PROBLEM A: According to the passage on sports ministry, what name did the Sports and Leisure Ministry take in 2005?
PROBLEM B: Continue the account of the sports ministry from the point where it stops.

SELECTED PASSAGE:
□ □ □ □ □

Ministry abounds in many places within our society and the bulk of the Australian population has some contact with such ministry – take for example church weddings, christenings, funerals, welfare agencies, play groups, fetes, education, sport, music, concerts.
Then there is a whole other list where the general public has contact with Christian ministry, the Christian agencies and chaplains associated with hospitals, ambulance, industry, commerce, executives, music, sport, military, fore brigades, SES, youth, aged care, juvenile, prisons, festivals, Service Clubs, Chambers of Commerce and a host more as well.
In 1982 one area that had not been tapped into for Christian ministry was professional sport, a major national industry if ever there ever was one. I'd attended an international sports mission congress in Hong Kong and having returned met with Heads of Churches in Sydney so as to establish, what became known as the Sports and Leisure Ministry (SLM).
Initially housed within the InterChurch Trade and Industry Mission (ITIM) where I was the industrial padre at Shell Australia it got it's own legs by late 1984 and remained unincorporated until 1988, six years after I had initiated this ministry.
Incorporation essentially legally protected the volunteer chaplains and each chaplain was required as a volunteer to raise their own funding as is the custom in mission, as we had been doing since its inception in 1982 and continued to do so.
Ten years later, 1992 our family relocated to Moruya on the NSW south coast to established Timeout in Moruya with a respite facility for Australian Institute of Sport elite athletes where we remained 'til December 2005 where for family (elderly parent) we relocated to Tweed Heads.
In 2000 Heads of Churches released us from the Sports and Leisure Ministry having served for 18 years in faith finance mission where we kept the ministries of the Australian cricket, Timeout in Moruya and our Olympic Ministry. In 2005 the continuing Sports and Leisure Ministry changed its name to Sports Chaplaincy Australia.
Tony Dunkerley
When I initiated this Sport ministry in 1982 and two years later was appointed the Australian cricket team chaplain, the Sports Coach magazine journalist Basil Worner from Perth wrote a feature article on my ministry with the cricketers.

□ □ □ □ □

RECORDS SHOWN:
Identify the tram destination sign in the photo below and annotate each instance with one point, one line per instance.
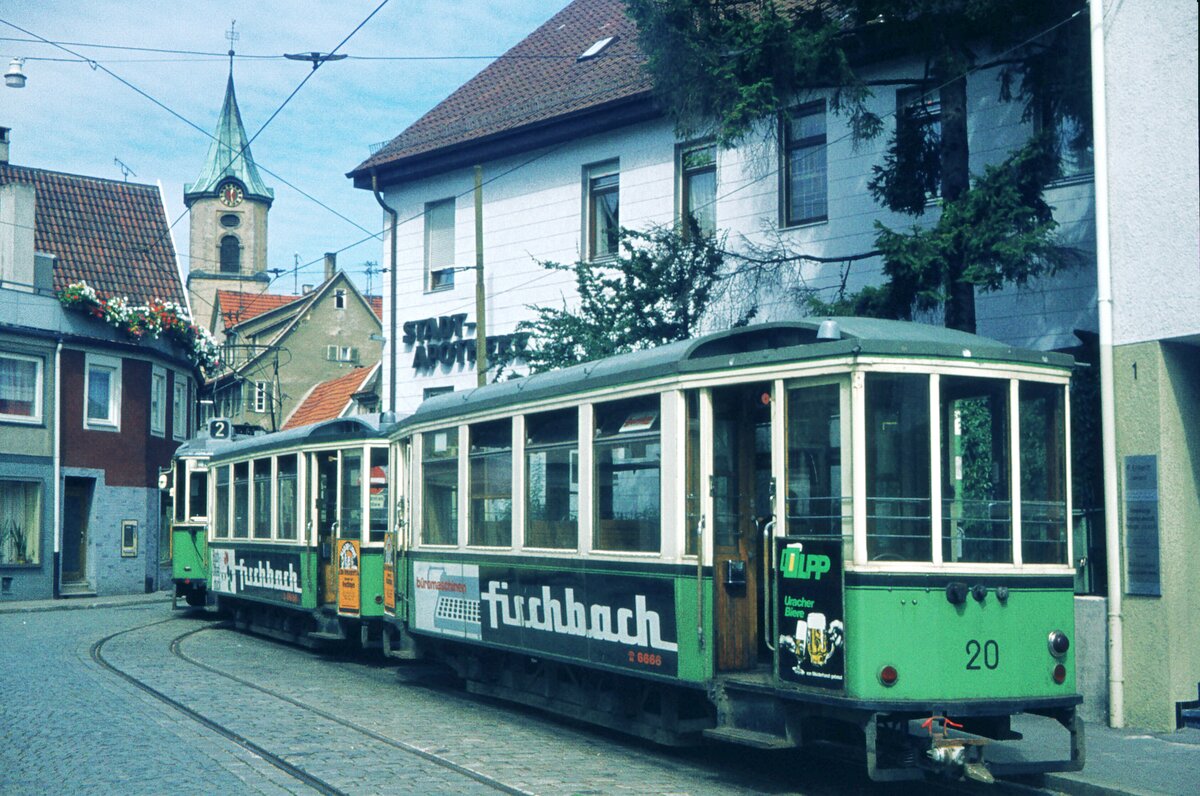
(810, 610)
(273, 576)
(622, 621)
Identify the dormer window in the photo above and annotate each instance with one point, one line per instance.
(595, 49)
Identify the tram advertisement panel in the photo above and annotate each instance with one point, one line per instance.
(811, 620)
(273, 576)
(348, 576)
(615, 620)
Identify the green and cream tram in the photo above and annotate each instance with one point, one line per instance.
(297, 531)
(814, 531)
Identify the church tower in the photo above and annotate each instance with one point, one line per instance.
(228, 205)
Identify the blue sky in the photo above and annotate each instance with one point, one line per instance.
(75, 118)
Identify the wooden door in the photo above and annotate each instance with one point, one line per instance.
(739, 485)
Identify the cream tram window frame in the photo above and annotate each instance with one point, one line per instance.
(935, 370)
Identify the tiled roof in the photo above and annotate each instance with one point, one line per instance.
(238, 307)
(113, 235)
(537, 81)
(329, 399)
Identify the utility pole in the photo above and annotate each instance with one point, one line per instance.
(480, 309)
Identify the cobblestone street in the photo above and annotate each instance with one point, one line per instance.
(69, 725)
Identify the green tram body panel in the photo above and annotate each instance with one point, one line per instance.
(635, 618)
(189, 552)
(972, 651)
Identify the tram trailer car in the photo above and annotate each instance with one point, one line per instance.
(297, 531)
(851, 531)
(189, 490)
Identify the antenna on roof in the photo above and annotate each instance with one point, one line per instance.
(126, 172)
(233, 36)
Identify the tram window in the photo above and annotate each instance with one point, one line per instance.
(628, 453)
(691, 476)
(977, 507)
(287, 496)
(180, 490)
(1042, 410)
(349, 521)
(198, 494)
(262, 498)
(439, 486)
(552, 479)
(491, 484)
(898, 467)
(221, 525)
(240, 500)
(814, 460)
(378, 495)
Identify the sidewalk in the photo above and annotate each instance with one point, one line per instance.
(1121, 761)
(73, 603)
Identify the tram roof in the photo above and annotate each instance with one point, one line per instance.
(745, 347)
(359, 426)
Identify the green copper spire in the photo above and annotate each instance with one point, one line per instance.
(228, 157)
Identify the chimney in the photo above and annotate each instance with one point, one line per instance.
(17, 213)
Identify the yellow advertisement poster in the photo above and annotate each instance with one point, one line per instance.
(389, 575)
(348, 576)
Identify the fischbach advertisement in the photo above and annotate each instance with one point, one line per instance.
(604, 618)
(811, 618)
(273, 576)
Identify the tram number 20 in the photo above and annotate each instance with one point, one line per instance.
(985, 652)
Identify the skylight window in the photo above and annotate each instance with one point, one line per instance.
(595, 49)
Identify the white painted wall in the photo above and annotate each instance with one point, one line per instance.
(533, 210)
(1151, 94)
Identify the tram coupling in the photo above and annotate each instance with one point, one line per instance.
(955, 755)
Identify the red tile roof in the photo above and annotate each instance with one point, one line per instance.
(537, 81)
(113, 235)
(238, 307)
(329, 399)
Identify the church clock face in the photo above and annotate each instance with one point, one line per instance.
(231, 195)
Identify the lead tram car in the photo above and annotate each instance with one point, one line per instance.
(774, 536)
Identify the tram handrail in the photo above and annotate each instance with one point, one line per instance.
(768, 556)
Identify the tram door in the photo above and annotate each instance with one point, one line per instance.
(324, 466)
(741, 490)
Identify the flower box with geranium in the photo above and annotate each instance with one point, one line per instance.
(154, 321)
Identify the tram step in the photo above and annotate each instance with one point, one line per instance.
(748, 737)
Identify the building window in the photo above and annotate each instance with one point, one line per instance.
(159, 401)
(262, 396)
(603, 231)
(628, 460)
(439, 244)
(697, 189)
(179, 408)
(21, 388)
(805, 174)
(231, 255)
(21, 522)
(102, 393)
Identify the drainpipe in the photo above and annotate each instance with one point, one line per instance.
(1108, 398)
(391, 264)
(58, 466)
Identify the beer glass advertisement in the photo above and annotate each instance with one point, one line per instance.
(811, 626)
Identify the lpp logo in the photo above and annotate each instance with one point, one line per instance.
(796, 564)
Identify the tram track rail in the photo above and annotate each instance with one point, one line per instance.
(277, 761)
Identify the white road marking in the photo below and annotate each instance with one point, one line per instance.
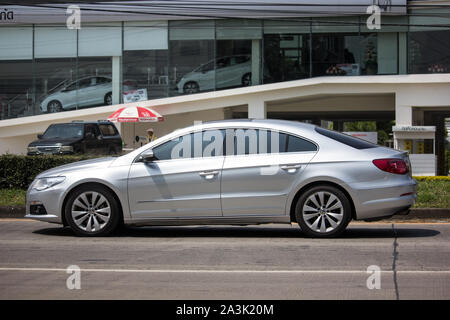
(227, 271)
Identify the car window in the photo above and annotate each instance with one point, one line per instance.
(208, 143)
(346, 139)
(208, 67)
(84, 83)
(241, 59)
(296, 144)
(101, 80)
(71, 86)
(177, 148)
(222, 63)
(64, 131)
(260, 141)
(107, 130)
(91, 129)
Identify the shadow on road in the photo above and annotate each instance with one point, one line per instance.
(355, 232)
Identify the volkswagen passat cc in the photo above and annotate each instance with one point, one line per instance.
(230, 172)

□ □ □ □ □

TASK RESPONSE A: Sports Chaplaincy Australia

TASK RESPONSE B:
One of the people who read that article was National and Victorian Soccer Coach (the late) Tony Dunkerley whose accolades are many beyond the pitch, as Junior Football Commissioner and President of Football Victoria and MD of a UK multi-national.
Tony Dunkerley contacted me and on my next trip into Melbourne we connected and he's partnered with me ever since. This partnership has included my 18 years founding and heading the Sports and Leisure Ministry to 2000 (in 2005 changed its name to Sports Chaplaincy Australia), and then continued with me as I established Well-Being Australia.
Another role he's played is as a consultant to the young writers and attends the various conferences where he brings a valued and thoughtful reflection. There are now 105 young writers who each write a monthly column in Christian Today.
Reflection
Tony Dunkerley wrote that he was praying for me and our family (one of whom has undergone breast cancer surgery and chemo as did his wife some years previously) and said he was led to read John 15 ”The Vine and the Branches.”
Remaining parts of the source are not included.